## Ausgangstext:

Er traut sich was, überschrieb t-online den Kommentar zu Cem Özdemirs Ankündigung, er wolle Ministerpräsident von Baden-Württemberg werden und damit Nachfolger seines Grünen Parteifreundes Winfried Kretschmann. Eine Überraschung ist das nicht unbedingt mehr, man hatte seit Monaten mit einer entsprechenden Erklärung gerechnet. Lange hatte Özdemir gewartet oder soll man sagen gezögert, gezaudert, jetzt vertrug die Sache keinen Aufschub mehr, weil die Listen für die Bundestagswahl 2025 im November aufgestellt werden. Und da muss sich der Bundestagsabgeordnete Cem Özdemir eben entscheiden, ob es ihn weiter ins ferne Berlin zieht oder ins heimische Stuttgart. Er hat sich für den Kampf um die Chefrolle in der Villa Reitzenstein festgelegt, dem Sitz des Ministerpräsidenten. 2026 ist die Landtagswahl, Kretschmann wäre dann 78 Jahre alt, er hat früh gesagt, dass dann Schluss sei für ihn. Für Cem Özdemir ist der Weg riskant, aber was ist in der Politik schon sicher.

## Bereitgestelltes Material:
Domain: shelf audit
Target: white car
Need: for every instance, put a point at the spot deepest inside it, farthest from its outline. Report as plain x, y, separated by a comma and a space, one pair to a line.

## Aufgaben:
1. Prüfen Sie, ob die folgenden Aussagen mit dem Ausgangstext übereinstimmen, und antworten Sie jeweils mit Ja oder Nein samt der entscheidenden Textstelle als wörtlichem Zitat: (a) Özdemirs Ankündigung kam völlig unerwartet. (b) Die Landtagswahl findet 2026 statt. (c) Die Villa Reitzenstein ist der Sitz des Ministerpräsidenten.
2. Fassen Sie den Absatz des Ausgangstexts, der mit „Er traut sich was“ beginnt, als Stichpunktliste zusammen und behalten Sie dabei die zentralen Fakten bei.
3. Welcher Grund wird im Ausgangstext dafür genannt, dass Özdemirs Entscheidung keinen Aufschub mehr vertrug?

## Lösungen:
1.
(a) Nein: „Eine Überraschung ist das nicht unbedingt mehr, man hatte seit Monaten mit einer entsprechenden Erklärung gerechnet.“
(b) Ja: „2026 ist die Landtagswahl“
(c) Ja: „in der Villa Reitzenstein festgelegt, dem Sitz des Ministerpräsidenten“

2.
- t-online kommentierte Cem Özdemirs Ankündigung unter der Überschrift „Er traut sich was“.
- Özdemir will Ministerpräsident von Baden-Württemberg werden und damit seinem Grünen-Parteifreund Winfried Kretschmann nachfolgen.
- Die Erklärung war seit Monaten erwartet worden.
- Özdemir hatte lange gewartet, musste sich aber jetzt entscheiden, da im November die Listen für die Bundestagswahl 2025 aufgestellt werden.
- Er entschied sich gegen Berlin und für den Kampf um die Chefrolle in der Villa Reitzenstein, dem Sitz des Ministerpräsidenten in Stuttgart.
- Die Landtagswahl findet 2026 statt. Kretschmann wäre dann 78 Jahre alt und hat früh angekündigt, dann aufzuhören.
- Der Weg ist für Özdemir riskant.

3. Im November werden die Listen für die Bundestagswahl 2025 aufgestellt.